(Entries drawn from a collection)
— Begin —
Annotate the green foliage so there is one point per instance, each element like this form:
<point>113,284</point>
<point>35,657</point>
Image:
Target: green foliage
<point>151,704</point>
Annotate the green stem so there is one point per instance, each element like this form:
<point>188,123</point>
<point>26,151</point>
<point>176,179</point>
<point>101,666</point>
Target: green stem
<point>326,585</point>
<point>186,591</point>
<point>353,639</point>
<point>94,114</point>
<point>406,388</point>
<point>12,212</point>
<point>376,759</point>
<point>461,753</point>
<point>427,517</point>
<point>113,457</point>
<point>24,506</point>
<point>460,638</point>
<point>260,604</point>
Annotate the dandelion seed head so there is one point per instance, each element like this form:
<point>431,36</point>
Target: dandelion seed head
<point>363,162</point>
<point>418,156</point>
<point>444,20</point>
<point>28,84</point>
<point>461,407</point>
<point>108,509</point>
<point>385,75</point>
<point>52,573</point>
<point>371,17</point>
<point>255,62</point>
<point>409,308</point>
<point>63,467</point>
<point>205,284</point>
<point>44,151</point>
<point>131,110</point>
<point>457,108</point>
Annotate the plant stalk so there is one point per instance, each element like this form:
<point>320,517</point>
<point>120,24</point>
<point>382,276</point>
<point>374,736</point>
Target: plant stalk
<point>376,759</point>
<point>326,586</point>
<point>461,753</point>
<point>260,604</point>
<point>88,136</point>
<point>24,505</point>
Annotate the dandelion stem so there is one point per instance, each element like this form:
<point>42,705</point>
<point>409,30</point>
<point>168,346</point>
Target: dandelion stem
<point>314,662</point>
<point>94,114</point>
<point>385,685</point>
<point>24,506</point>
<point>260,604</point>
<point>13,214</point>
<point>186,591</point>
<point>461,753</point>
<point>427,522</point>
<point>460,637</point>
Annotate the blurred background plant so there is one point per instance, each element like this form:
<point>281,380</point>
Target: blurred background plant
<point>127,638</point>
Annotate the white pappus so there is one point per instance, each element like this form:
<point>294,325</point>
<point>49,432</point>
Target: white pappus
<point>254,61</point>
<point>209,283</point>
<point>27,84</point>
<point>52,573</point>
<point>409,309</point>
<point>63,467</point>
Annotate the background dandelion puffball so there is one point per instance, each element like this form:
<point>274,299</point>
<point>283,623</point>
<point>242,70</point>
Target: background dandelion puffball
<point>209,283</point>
— End —
**Your instructions**
Reproduce the lines of the material above, from the line containing "Annotate the dandelion seed" to the line containing "<point>108,509</point>", including both of those lines.

**Answer to the problem**
Annotate the dandelion seed head so there is one point per instance, each element like this form:
<point>431,36</point>
Target: dandelion seed head
<point>363,162</point>
<point>418,156</point>
<point>444,20</point>
<point>28,84</point>
<point>461,407</point>
<point>108,509</point>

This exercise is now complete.